### WHAT YOU NEED TO DO
Using the entries that follow, give only the number of lines with the word "instance" in them.

### PROVIDED RECORDS
- Opening Delimiter -
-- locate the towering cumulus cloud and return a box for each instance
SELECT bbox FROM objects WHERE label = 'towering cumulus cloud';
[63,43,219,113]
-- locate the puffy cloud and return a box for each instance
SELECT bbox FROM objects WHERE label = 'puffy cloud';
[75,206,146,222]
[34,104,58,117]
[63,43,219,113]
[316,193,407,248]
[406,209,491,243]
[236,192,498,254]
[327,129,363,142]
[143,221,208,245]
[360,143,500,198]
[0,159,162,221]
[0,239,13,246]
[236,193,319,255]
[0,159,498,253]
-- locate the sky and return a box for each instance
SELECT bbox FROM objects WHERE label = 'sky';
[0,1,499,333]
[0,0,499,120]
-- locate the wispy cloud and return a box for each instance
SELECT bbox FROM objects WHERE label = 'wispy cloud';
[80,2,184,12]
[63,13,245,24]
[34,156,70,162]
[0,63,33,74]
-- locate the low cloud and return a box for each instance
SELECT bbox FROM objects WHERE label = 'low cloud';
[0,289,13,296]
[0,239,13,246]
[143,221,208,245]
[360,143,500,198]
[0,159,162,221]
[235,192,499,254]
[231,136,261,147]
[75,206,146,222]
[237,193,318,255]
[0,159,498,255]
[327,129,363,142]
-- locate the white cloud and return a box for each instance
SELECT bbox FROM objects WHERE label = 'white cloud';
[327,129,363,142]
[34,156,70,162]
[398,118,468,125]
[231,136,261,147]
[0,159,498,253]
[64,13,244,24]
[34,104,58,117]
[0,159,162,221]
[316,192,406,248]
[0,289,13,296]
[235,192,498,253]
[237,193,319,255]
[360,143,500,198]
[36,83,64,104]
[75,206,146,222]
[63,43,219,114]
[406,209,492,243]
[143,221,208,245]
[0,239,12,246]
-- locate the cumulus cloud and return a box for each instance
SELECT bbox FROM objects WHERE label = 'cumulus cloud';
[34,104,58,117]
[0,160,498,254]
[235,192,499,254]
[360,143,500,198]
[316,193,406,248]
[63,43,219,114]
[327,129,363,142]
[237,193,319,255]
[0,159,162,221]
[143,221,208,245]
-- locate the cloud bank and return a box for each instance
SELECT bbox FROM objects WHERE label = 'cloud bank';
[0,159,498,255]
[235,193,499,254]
- Closing Delimiter -
### ANSWER
8